* [Information given]:

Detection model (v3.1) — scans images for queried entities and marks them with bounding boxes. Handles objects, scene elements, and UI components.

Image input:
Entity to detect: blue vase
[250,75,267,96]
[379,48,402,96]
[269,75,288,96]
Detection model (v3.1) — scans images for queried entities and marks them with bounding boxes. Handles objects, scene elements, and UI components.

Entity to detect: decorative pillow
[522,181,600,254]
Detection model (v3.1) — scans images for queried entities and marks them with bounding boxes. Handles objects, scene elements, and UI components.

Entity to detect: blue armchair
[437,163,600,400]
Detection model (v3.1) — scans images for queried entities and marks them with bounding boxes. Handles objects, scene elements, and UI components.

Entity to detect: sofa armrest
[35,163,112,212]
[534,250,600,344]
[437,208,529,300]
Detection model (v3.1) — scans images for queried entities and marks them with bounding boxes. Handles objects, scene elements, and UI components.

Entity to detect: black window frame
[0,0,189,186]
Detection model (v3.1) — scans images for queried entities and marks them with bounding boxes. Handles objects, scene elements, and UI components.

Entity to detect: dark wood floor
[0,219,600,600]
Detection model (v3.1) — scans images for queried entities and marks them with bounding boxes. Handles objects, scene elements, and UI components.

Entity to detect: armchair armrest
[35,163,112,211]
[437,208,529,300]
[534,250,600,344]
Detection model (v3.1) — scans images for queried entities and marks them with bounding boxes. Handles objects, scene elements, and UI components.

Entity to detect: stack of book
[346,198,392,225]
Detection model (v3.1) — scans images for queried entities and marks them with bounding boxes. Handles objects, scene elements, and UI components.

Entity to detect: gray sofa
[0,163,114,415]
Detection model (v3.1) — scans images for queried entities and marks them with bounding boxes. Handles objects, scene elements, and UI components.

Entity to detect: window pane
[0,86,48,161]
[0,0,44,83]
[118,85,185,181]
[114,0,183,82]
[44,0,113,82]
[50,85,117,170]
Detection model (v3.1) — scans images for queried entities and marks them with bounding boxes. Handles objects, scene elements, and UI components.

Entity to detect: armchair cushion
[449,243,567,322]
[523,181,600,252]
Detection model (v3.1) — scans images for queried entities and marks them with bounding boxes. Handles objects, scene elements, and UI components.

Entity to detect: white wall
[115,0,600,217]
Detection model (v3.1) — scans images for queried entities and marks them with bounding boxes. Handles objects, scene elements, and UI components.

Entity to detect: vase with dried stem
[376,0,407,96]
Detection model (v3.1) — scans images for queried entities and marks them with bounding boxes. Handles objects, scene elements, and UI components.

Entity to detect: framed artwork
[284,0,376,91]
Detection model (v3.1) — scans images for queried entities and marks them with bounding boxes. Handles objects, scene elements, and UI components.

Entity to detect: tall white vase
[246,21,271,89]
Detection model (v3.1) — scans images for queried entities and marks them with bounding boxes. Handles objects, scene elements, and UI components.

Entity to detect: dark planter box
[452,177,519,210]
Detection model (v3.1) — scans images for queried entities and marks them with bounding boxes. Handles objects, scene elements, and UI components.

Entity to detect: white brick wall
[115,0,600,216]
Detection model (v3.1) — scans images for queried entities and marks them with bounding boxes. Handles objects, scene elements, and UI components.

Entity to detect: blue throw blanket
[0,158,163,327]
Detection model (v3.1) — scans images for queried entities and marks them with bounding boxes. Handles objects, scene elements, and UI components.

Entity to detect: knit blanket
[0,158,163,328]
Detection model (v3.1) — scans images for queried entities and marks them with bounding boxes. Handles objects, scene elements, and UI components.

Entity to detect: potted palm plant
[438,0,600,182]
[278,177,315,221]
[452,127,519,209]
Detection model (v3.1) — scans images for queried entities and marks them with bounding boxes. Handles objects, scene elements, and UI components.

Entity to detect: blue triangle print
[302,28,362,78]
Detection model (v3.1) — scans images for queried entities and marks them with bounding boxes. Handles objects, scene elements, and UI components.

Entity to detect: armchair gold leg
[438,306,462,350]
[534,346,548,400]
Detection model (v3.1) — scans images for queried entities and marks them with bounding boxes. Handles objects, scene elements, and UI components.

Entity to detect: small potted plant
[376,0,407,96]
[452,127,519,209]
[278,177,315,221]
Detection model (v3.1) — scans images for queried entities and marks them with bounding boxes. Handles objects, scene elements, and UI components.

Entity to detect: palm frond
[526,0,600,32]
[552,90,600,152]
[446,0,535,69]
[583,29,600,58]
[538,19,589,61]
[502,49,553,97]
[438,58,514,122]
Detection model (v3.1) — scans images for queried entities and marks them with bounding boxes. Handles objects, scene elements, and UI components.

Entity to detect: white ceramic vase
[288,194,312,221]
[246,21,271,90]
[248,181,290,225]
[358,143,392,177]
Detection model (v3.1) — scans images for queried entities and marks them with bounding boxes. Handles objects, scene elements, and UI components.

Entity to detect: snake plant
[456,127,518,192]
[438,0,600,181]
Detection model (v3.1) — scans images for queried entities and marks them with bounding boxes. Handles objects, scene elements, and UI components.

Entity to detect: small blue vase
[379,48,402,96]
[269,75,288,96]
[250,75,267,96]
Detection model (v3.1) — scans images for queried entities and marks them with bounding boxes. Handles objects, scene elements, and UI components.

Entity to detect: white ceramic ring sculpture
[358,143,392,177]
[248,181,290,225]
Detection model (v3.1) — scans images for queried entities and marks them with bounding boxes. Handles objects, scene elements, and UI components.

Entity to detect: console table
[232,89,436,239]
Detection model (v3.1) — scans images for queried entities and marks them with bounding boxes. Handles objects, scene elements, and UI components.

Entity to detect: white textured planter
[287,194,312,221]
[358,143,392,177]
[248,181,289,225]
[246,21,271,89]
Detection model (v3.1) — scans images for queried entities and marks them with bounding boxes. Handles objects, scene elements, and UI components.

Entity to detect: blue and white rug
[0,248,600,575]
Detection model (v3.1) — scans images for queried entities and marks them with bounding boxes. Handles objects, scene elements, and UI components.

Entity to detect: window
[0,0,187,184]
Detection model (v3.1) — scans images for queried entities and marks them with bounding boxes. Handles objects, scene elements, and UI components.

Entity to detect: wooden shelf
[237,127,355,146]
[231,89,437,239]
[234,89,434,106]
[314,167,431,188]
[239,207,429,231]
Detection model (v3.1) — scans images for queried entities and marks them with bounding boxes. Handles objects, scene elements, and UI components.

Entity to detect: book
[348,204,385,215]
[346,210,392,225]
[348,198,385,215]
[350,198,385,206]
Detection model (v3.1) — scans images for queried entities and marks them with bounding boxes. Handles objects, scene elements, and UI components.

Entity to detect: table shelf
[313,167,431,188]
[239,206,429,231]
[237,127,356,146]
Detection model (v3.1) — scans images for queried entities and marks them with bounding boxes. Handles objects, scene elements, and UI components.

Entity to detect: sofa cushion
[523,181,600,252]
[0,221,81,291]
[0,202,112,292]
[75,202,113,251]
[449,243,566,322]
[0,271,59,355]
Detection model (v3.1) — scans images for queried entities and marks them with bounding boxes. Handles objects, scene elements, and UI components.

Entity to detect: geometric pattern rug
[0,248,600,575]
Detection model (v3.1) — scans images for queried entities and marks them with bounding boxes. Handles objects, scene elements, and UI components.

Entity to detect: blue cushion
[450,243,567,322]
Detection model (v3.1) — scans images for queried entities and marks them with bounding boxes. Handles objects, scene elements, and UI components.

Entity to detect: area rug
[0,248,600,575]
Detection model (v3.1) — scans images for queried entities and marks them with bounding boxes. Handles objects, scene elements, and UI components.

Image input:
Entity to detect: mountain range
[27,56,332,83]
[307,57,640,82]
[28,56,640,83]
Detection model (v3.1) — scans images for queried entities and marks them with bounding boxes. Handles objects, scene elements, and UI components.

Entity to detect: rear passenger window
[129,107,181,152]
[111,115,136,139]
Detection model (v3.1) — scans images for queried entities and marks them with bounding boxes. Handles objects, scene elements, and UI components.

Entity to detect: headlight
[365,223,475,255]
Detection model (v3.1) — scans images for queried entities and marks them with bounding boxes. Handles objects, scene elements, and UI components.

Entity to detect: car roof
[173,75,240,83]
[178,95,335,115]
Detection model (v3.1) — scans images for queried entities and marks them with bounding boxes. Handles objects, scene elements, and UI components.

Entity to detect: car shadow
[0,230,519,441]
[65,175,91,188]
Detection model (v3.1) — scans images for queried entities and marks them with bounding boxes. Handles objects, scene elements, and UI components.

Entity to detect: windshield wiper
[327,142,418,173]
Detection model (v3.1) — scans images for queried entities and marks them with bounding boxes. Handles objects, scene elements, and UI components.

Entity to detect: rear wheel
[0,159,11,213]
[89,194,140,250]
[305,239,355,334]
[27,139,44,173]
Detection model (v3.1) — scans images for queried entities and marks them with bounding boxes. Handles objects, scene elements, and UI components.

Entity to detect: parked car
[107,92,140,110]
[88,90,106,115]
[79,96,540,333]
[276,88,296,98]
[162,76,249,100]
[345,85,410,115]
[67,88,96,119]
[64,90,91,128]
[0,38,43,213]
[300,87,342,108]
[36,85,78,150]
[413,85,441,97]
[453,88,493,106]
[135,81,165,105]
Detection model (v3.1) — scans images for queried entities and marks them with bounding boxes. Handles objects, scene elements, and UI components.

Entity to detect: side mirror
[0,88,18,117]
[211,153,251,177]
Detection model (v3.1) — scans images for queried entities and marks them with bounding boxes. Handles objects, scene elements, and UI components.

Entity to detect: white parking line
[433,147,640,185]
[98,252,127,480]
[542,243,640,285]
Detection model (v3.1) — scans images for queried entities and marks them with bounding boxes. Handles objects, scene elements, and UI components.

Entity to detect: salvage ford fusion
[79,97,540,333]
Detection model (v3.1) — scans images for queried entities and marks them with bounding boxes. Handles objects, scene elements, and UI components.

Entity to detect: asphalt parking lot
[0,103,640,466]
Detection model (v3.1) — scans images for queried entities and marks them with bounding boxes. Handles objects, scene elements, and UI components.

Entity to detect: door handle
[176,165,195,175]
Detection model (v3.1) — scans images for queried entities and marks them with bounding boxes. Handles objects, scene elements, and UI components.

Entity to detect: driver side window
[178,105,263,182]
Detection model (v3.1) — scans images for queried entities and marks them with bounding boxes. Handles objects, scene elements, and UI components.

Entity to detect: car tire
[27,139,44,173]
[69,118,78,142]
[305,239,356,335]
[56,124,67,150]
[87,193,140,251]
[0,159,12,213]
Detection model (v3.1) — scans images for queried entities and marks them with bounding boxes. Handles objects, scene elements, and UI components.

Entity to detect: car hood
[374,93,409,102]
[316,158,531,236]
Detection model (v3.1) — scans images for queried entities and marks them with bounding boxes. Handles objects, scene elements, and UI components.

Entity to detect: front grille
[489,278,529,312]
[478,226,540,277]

* [Aim]: How many lines in the rows above contain the word "window"? Reply with the number alone.

* [Correct answer]: 5